* WHAT YOU SHOULD DO:
Give the listing again, word for word.
--- START ---
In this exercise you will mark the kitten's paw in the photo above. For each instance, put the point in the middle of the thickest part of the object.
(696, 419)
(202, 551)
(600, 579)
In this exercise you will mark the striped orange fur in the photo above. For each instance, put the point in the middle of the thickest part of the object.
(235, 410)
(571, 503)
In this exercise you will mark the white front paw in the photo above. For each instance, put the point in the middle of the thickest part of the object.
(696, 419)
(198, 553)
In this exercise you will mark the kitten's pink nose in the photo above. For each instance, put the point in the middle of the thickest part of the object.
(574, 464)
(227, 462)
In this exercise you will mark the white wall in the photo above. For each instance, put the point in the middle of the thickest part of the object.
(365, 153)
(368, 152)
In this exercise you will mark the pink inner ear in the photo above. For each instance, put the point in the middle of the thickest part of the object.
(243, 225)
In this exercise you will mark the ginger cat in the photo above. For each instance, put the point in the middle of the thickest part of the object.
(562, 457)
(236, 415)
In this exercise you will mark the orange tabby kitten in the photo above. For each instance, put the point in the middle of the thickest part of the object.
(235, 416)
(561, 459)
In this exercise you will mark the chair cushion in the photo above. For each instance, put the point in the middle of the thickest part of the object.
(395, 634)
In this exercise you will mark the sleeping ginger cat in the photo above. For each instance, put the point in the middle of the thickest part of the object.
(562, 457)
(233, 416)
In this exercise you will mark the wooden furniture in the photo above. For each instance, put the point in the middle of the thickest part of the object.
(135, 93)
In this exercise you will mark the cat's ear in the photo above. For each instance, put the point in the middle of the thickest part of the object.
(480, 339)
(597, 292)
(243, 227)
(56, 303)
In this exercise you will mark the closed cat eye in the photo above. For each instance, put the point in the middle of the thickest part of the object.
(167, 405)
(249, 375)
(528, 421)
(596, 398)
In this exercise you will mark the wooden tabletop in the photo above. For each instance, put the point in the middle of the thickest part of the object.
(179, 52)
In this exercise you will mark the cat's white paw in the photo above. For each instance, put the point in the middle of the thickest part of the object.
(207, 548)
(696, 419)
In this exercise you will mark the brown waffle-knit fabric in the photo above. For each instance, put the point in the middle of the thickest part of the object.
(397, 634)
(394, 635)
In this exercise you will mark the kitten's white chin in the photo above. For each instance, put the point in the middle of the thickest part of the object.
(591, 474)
--- END ---
* TASK SOLUTION:
In this exercise you will mark the kitten's paw in the photo above. For each instance, put the point in the middle of the thickest part of the object.
(696, 419)
(202, 551)
(600, 579)
In this exercise you will mark the striped orange fur in the photo above. For each instance, put the point in the middle of the thickest part of the object.
(235, 410)
(571, 503)
In this exercise you will mark the white front paw in the photo above. For each instance, put the point in the middle of the thickest part of the object.
(696, 419)
(198, 553)
In this exercise you will mark the kitten's pink nose in the photo above. For each instance, put the point in the middle of the thickest part of the object.
(574, 464)
(227, 462)
In this exercise you will mark the white wall in the photo above. For each instance, put the point in the middle of the thickest part of the object.
(365, 153)
(368, 152)
In this exercise you will mark the pink inner ear in the photo above. For each instance, put the point in the middle of the thickest part of the object.
(243, 225)
In this exercise you will mark the ginger cat in the photo above. For each instance, put the point in the middle of the thickest part of the object.
(562, 457)
(236, 415)
In this exercise you will mark the orange tabby kitten in the photo above. For each instance, put the point in the middle of the thickest part of the object.
(235, 416)
(561, 459)
In this exercise you will mark the chair cushion in the photo above. For each instance, put the point in the middle of the thickest part of the object.
(395, 634)
In this exercise you will mark the sleeping ginger cat in the photo above. For each instance, put the point in the middle of the thickest part of the object.
(562, 457)
(233, 416)
In this exercise you will mark the wooden furniture in the photo above. For each instance, put the point in the middle of the thickest part of the object.
(135, 93)
In this exercise you will mark the cat's ear in the photo above. For each instance, put the point in the middle of the thickest part of the object.
(480, 339)
(597, 292)
(243, 227)
(56, 303)
In this exercise you will mark the closed cat eye in the photo above. For each instance, put the point in the middle of the thickest part of the object.
(167, 405)
(249, 375)
(528, 421)
(596, 398)
In this exercise you will mark the wooden tabletop in the photo above. For each instance, put the point in the middle of the thickest part of the object.
(179, 52)
In this exercise you will mark the cat's white paw in the photo above. For each instance, put the point in the middle of the thickest part of the object.
(207, 548)
(696, 419)
In this exercise you will mark the brown waffle-knit fabric in the photo above. For each instance, put the point in the middle of the thickest part of the object.
(397, 634)
(394, 635)
In this exercise you will mark the kitten's white chin in the photo above. For each instance, put the point in the middle of the thickest part of the object.
(591, 474)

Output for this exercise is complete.